▸ **Given request**
Leave out the pictures and reproduce all of the data exactly.

## START Listed records

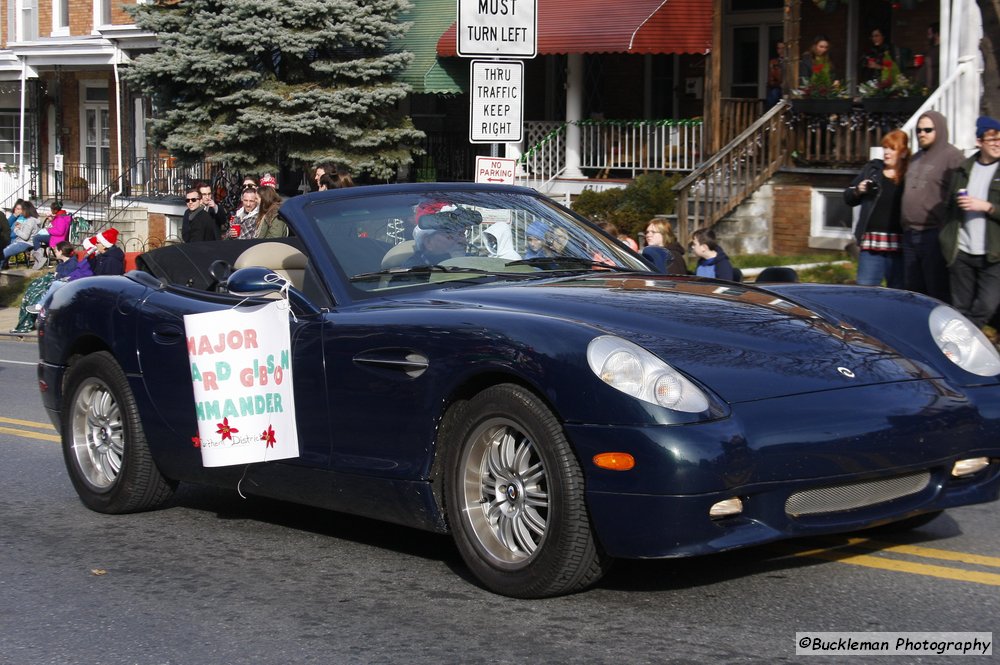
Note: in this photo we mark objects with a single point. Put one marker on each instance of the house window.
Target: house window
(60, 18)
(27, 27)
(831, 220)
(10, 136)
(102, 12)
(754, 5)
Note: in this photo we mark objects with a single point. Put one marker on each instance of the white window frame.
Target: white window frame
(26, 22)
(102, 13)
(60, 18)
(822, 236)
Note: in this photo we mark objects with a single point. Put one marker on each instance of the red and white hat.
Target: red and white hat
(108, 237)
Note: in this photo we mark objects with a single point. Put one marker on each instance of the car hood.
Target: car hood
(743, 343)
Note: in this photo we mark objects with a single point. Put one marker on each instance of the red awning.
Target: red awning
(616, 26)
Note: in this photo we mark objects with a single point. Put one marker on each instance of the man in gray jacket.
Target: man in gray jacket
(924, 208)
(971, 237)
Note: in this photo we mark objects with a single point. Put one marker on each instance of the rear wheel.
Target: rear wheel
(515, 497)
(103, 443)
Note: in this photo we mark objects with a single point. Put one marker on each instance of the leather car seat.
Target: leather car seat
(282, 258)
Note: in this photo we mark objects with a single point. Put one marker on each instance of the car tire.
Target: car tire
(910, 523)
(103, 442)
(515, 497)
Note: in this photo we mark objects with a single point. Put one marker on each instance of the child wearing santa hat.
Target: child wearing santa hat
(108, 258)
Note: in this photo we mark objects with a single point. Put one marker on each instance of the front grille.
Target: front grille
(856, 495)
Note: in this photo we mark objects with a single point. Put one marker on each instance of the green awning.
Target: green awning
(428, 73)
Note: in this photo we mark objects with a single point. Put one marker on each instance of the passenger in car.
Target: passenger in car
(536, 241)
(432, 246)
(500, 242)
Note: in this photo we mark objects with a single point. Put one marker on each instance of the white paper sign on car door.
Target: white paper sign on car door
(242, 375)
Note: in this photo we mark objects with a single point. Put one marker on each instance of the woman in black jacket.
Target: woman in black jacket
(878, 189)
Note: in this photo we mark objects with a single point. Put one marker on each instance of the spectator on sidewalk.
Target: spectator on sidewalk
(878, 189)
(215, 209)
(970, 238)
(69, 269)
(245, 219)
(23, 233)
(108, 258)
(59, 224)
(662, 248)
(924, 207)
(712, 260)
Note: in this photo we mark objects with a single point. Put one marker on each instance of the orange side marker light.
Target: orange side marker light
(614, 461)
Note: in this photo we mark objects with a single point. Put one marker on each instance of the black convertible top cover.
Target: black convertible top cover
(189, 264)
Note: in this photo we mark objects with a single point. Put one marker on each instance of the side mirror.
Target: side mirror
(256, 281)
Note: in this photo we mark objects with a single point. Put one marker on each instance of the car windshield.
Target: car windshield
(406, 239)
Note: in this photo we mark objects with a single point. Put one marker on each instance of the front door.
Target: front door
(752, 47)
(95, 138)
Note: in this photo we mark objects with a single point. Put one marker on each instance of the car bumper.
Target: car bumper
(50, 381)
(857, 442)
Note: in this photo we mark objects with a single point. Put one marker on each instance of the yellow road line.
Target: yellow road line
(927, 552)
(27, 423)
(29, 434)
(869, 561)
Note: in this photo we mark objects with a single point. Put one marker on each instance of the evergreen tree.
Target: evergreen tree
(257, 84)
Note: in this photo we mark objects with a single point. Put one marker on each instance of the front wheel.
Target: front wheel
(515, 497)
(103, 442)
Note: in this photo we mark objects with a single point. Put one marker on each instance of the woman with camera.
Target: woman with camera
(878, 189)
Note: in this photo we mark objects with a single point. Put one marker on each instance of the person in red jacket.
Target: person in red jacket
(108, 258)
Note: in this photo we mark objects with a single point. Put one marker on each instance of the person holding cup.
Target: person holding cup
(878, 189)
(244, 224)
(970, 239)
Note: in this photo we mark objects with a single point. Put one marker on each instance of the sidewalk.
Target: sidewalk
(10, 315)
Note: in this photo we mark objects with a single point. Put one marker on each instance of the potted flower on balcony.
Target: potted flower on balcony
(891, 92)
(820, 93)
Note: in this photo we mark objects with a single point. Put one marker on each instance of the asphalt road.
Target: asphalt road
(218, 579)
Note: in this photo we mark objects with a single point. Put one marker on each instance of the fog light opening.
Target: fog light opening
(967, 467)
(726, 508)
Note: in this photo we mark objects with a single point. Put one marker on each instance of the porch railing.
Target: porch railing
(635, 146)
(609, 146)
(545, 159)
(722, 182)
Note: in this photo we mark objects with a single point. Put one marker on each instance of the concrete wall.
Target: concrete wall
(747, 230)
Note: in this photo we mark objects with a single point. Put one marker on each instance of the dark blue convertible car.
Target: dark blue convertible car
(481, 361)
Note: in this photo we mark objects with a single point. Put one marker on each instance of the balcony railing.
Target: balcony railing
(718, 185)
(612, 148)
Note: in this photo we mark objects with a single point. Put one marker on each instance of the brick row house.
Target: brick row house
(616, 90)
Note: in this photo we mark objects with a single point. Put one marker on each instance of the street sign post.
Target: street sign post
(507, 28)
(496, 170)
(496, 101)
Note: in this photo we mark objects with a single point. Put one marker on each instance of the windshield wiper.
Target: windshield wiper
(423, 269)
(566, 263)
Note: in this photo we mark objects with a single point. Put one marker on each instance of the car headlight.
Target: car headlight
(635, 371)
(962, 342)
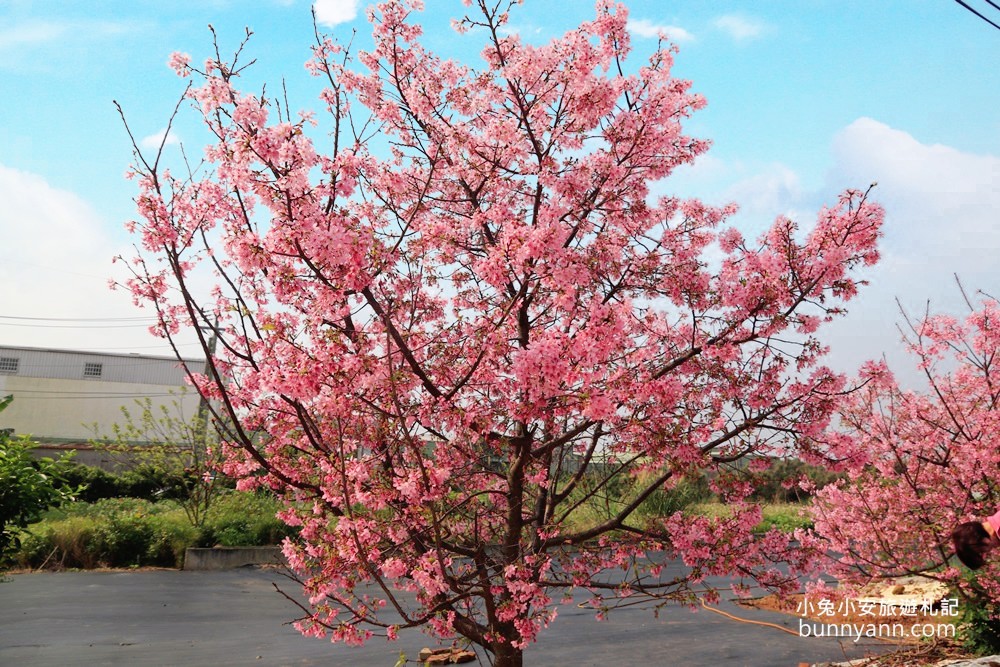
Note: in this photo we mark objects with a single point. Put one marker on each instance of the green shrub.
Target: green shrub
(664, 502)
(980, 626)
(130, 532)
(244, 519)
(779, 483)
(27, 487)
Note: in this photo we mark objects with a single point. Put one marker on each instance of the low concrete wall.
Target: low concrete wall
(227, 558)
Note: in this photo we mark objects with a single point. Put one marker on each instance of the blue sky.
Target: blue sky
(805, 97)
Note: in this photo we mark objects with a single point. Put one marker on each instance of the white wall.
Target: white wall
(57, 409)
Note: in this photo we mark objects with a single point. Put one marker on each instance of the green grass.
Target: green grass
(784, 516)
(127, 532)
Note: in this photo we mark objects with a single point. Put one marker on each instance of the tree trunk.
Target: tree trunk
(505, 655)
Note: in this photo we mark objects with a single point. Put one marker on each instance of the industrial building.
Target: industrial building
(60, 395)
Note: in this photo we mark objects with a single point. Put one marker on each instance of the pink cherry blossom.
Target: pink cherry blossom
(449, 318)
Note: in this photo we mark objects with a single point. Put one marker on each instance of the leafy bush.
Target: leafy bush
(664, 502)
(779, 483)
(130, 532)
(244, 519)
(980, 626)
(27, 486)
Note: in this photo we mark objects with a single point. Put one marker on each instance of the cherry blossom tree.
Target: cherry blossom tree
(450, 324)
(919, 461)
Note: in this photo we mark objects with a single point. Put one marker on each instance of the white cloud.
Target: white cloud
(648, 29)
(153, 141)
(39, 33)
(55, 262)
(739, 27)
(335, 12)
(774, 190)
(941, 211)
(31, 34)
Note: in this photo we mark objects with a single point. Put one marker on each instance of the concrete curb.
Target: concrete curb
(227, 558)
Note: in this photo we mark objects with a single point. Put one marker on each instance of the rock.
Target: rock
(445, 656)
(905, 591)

## END Listed records

▸ **Solution for this problem**
Note: in this photo we mark objects with a single point. Put one marker on each instance of the house window.
Target: house window
(60, 18)
(27, 27)
(831, 220)
(10, 136)
(102, 12)
(754, 5)
Note: in this photo we mark objects with a single point. Put one marker on each instance of the white window frame.
Target: white window frame
(26, 22)
(102, 13)
(60, 18)
(822, 236)
Note: in this photo we mark objects with a single point. Put one marker on each instance of the red and white hat.
Target: red and white hat
(108, 237)
Note: in this photo we mark objects with a single point. Put one marker on each instance of the car hood.
Target: car hood
(743, 343)
Note: in this photo we mark objects with a single point. Put one marker on each instance of the red awning.
Target: red awning
(616, 26)
Note: in this photo we mark objects with a single point. Put one marker on each instance of the man in gray jacket.
Target: man in gray jacket
(924, 208)
(971, 237)
Note: in this photo we mark objects with a single point. Put one marker on each instance of the rear wheel.
Target: rear wheel
(515, 497)
(103, 443)
Note: in this photo we mark objects with a single point. Put one marker on each instance of the leather car seat.
Target: leather car seat
(282, 258)
Note: in this photo we mark objects with a single point. Put one marker on each instance of the car tire.
Target: car tire
(910, 523)
(103, 442)
(515, 497)
Note: in this photo we mark objects with a single point. Put one marker on each instance of the child wearing santa hat.
Target: child wearing santa hat
(108, 258)
Note: in this photo we mark objects with a single point. Put one marker on each instance of the front grille.
Target: front grille
(856, 495)
Note: in this photo we mark objects with a single point. Put one marker on each instance of the green awning.
Target: green awning
(428, 73)
Note: in this photo we mark objects with a single point. Put one marker on each instance of the passenger in car.
Target: passenger in car
(536, 241)
(432, 246)
(500, 242)
Note: in this photo we mark objects with a single point. Put one marker on each instance of the white paper sign on car door.
Target: white paper sign on car door
(242, 375)
Note: in this photo we mark objects with a single point. Put one marker on each instance of the woman in black jacket.
Target: woman in black jacket
(878, 189)
Note: in this photo we mark objects with a single point. Put one marker on each instance of the spectator on sidewalk.
Target: spectator on sidewalk
(878, 189)
(215, 209)
(970, 238)
(69, 269)
(245, 219)
(23, 233)
(108, 258)
(59, 224)
(662, 248)
(924, 207)
(712, 260)
Note: in this photo we mark objects with a single point. Put one marker on each instance of the orange side marker light.
Target: orange side marker light
(614, 461)
Note: in this photo we mark objects with a single point. Put one marker on each instance of the black convertible top cover.
Target: black convertible top cover
(189, 264)
Note: in this photo we mark objects with a single point. Put one marker on each instance of the side mirror.
Target: side mirror
(256, 281)
Note: in this photo we mark objects with a single point. Put one marker on each instance of the car windshield.
Target: car windshield
(406, 239)
Note: in this photo we mark objects with a single point. Put one marker on each instance of the front door.
Target: front door
(752, 47)
(95, 138)
Note: in this photo we mark objects with a single point. Put one marker on each instance of the car bumper.
Target: car bumper
(50, 381)
(857, 442)
Note: in this photo we mark objects with a single point. Put one marker on each instance of the yellow road line.
Target: yellow road line
(927, 552)
(27, 423)
(29, 434)
(869, 561)
Note: in this photo we mark objects with a single point. Put one marker on each instance of the evergreen tree.
Target: evergreen tree
(257, 84)
Note: in this photo we mark objects with a single point. Put one marker on each instance of the front wheel.
Target: front wheel
(515, 497)
(103, 442)
Note: in this photo we mark objects with a single point. Put one marker on each instance of the woman with camera.
Target: woman with camera
(878, 189)
Note: in this photo we mark objects with a single point. Put one marker on each instance of the person in red jacket.
Target: person in red jacket
(108, 258)
Note: in this photo we mark objects with a single point. Put one marker on each instance of the person holding cup.
Target: person holding cup
(878, 189)
(244, 224)
(970, 239)
Note: in this photo we mark objects with a single point. Put one marker on each instance of the sidewalk.
Target: sidewalk
(10, 315)
Note: in this photo we mark objects with a single point. Put one marker on each instance of the potted flower on balcony.
Target: potted flower on balcony
(891, 92)
(820, 93)
Note: in this photo we mark objects with a single point. Put one marker on each instance of the asphalt road.
Target: asphalt road
(218, 579)
Note: in this photo we mark objects with a single point. Put one marker on each instance of the fog light opening.
Target: fog light opening
(967, 467)
(726, 508)
Note: in this photo we mark objects with a single point. Put one marker on each instance of the porch railing.
Target: porch railing
(635, 146)
(609, 146)
(545, 159)
(722, 182)
Note: in this photo we mark objects with a single point. Put one marker on each instance of the concrete wall.
Target: concrete wall
(747, 230)
Note: in this photo we mark objects with a single point. Put one marker on each instance of the dark blue convertible car.
Target: dark blue convertible car
(481, 361)
Note: in this photo we mark objects with a single point. Put one marker on each instance of the balcony railing.
Target: balcony railing
(718, 185)
(612, 148)
Note: in this photo we mark objects with a single point. Put one marker on each instance of the brick row house.
Target: brick row house
(616, 90)
Note: in this photo we mark objects with a single point. Put one marker on each instance of the street sign post.
Target: street sign post
(507, 28)
(496, 170)
(496, 101)
Note: in this photo we mark objects with a single point. Put one marker on each instance of the windshield wiper.
Target: windshield wiper
(423, 269)
(566, 263)
Note: in this photo we mark objects with a single point. Put one marker on each instance of the car headlight.
Target: car headlight
(635, 371)
(962, 342)
Note: in this photo we mark objects with a single point. Put one marker on each instance of the green shrub.
Target: green shrub
(664, 502)
(980, 626)
(130, 532)
(244, 519)
(779, 483)
(27, 487)
Note: in this photo we mark objects with a single point. Put one marker on each instance of the low concrete wall.
Target: low concrete wall
(227, 558)
Note: in this photo we mark objects with a single point. Put one marker on each instance of the blue sky.
Target: blue sky
(805, 97)
Note: in this photo we mark objects with a single point. Put one marker on each instance of the white wall.
Target: white wall
(57, 409)
Note: in this photo we mark objects with a single point. Put one marker on each instance of the green grass.
Target: green grass
(784, 516)
(127, 532)
Note: in this photo we mark objects with a single point. Put one marker on each instance of the tree trunk.
Target: tree trunk
(505, 655)
Note: in this photo we mark objects with a single point. Put one marker on each instance of the industrial building.
Target: industrial building
(60, 395)
Note: in this photo we mark objects with a single point. Put one marker on each instance of the pink cherry blossom.
Target: pink cherry blossom
(449, 318)
Note: in this photo we mark objects with a single point. Put one marker on each instance of the leafy bush.
Target: leafy bush
(664, 502)
(779, 483)
(130, 532)
(244, 519)
(980, 626)
(27, 486)
Note: in this photo we mark objects with a single point. Put one marker on each instance of the cherry blossom tree.
Target: cherry blossom tree
(450, 324)
(919, 461)
Note: in this photo we mark objects with a single point. Put one marker on each instance of the white cloud.
Target: white cloud
(648, 29)
(153, 141)
(39, 33)
(55, 262)
(739, 27)
(335, 12)
(774, 190)
(941, 211)
(31, 34)
Note: in this photo we mark objects with a single point. Put one marker on each instance of the concrete curb.
Target: concrete curb
(227, 558)
Note: in this photo we mark objects with a single point. Put one marker on each instance of the rock.
Target: rock
(445, 656)
(905, 591)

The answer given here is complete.